**Problem**. In the entries below, the lines from the one with "the white paper" through the one with "Objective — drop one pin on each instance of the suit" are to be copied exactly; both ends count.

(Records excerpted from a collection)
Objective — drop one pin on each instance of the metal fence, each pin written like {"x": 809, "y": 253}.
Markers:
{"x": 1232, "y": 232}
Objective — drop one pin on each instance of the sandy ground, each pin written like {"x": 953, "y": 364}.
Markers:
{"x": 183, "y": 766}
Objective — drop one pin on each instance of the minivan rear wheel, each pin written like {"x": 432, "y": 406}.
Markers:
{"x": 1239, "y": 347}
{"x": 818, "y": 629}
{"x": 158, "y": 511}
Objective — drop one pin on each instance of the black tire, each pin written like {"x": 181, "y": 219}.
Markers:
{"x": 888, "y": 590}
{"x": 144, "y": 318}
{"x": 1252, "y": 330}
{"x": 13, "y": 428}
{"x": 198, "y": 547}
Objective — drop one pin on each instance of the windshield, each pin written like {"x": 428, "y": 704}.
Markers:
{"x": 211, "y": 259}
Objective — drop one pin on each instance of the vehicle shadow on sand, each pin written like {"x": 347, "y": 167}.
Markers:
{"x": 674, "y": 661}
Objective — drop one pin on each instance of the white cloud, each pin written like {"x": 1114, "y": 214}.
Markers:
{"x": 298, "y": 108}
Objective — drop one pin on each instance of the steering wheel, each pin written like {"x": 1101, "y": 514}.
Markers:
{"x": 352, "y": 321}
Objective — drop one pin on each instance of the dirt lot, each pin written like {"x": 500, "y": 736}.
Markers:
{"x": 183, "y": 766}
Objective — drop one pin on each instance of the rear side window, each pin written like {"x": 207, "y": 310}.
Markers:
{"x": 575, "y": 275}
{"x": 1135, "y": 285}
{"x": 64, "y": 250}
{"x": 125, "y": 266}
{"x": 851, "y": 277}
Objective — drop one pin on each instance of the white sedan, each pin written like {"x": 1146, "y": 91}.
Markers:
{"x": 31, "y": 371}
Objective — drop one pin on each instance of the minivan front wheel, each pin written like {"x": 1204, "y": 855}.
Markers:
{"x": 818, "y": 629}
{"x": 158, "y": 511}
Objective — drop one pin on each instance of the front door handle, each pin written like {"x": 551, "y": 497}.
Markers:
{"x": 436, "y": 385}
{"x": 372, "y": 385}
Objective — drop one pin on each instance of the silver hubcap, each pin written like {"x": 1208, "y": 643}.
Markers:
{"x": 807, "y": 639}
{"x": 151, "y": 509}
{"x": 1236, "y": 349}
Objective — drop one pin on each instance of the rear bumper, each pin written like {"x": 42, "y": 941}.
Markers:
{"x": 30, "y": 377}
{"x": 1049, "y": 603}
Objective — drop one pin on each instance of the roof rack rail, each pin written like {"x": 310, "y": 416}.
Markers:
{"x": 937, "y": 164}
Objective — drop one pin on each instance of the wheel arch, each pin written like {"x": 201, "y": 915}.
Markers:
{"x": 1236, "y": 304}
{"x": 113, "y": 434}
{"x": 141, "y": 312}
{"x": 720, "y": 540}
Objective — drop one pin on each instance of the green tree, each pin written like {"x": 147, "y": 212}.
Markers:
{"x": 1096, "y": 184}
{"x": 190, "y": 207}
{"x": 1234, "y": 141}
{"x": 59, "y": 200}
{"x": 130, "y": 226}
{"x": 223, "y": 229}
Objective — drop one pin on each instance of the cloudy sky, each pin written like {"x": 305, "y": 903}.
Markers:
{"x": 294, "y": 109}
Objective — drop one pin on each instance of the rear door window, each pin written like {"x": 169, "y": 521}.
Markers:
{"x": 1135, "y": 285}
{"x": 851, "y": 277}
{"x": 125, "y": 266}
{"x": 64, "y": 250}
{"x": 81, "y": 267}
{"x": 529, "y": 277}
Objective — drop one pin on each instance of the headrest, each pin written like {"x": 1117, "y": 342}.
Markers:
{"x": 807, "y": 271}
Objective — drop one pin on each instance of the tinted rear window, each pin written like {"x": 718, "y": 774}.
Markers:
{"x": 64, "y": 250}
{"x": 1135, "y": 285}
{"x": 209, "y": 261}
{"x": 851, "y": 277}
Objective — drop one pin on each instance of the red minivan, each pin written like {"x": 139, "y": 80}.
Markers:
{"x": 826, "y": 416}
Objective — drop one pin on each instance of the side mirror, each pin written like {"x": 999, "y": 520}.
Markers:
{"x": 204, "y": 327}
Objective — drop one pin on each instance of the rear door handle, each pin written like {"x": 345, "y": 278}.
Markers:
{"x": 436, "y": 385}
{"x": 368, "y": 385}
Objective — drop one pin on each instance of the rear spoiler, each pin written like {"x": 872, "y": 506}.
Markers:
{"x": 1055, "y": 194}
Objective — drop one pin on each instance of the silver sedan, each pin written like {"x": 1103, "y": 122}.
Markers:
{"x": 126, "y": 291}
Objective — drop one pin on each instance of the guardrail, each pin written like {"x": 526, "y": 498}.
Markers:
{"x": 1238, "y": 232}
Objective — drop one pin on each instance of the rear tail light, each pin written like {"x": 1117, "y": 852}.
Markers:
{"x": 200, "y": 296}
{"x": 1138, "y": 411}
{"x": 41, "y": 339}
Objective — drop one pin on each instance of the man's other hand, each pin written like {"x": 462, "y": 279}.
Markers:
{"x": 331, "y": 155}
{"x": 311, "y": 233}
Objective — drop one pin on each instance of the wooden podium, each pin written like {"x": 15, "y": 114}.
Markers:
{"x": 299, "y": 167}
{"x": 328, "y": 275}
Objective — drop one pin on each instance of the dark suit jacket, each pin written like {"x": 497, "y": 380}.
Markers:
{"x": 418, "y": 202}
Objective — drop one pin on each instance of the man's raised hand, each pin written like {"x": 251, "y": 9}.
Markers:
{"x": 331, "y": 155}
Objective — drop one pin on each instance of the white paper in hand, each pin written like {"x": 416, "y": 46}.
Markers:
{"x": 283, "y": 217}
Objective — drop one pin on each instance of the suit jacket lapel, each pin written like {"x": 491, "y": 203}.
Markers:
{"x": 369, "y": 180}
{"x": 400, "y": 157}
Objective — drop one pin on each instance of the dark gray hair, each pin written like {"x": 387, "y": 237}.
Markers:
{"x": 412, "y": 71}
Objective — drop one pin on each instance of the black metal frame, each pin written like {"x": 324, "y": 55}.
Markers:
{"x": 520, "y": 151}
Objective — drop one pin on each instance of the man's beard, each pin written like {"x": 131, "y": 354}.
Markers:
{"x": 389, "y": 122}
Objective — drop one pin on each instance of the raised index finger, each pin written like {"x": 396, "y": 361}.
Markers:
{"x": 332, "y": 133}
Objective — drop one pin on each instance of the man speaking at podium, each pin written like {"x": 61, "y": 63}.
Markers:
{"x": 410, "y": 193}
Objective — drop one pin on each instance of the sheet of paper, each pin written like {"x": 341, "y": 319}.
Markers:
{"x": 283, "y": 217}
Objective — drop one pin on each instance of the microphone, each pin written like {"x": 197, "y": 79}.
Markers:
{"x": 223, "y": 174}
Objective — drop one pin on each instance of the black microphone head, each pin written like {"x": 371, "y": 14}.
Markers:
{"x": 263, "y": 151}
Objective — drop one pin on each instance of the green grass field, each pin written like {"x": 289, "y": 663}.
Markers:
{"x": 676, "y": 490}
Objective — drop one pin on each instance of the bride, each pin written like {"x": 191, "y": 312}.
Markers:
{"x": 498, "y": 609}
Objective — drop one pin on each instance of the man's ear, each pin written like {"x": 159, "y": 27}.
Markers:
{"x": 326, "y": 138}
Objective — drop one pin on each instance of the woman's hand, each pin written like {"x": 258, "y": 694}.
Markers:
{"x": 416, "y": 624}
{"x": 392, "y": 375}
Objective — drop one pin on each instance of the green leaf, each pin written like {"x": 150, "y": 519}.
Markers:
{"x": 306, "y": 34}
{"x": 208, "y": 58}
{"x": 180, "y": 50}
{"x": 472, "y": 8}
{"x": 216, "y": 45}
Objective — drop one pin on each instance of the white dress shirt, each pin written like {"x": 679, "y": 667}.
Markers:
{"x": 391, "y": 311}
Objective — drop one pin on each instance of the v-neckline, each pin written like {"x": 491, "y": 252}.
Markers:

**Answer for the task**.
Objective — drop one pin on each instance of the white paper in hand, each pin written like {"x": 416, "y": 46}.
Markers:
{"x": 283, "y": 217}
Objective — drop one pin on each instance of the suit jacket lapel, each pin written like {"x": 491, "y": 203}.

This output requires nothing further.